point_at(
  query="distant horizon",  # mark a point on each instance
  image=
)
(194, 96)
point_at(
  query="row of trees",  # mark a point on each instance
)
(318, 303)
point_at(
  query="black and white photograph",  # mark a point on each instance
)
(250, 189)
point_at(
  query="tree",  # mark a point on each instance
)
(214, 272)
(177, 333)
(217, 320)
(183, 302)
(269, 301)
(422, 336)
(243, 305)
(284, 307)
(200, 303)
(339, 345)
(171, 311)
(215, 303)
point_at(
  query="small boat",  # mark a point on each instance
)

...

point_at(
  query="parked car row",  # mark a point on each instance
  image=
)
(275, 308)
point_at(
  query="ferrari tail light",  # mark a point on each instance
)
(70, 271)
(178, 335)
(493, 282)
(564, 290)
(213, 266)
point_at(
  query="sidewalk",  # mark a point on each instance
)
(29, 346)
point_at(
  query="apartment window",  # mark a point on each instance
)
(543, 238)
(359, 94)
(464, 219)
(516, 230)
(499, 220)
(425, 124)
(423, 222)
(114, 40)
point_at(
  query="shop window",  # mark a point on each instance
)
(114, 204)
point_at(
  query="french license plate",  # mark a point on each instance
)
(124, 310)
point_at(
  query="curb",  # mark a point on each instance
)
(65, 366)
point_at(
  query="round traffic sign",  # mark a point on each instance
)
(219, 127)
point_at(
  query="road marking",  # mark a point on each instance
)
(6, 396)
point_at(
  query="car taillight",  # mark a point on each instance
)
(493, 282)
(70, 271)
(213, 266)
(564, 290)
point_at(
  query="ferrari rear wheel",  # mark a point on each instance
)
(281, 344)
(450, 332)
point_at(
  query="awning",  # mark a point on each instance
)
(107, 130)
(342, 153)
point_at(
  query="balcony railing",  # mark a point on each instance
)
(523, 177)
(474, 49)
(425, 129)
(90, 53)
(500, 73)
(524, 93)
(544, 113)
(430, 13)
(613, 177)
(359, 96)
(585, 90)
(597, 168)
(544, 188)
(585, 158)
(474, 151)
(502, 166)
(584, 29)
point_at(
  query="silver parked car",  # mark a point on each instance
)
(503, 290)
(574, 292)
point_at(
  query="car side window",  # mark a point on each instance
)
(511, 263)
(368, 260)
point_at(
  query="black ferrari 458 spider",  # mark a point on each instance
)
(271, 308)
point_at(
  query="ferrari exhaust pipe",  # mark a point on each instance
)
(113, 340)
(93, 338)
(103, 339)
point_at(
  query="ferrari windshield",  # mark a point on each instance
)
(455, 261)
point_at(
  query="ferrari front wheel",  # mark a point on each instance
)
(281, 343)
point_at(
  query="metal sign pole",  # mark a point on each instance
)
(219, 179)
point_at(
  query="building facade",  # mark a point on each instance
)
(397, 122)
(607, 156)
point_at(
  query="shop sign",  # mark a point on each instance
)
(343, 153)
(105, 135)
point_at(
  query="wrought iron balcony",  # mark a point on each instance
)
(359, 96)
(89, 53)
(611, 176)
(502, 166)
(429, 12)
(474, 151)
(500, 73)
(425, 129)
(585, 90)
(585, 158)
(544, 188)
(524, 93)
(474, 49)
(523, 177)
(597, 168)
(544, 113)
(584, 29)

- [Goal] Extract every line in the records above that contains the word "wheel", treating uppercase and lowercase as different.

- [Answer to the problem]
  query="ferrari rear wheel",  # mark a point on each instance
  query="ferrari front wheel",  # mark a point on each instance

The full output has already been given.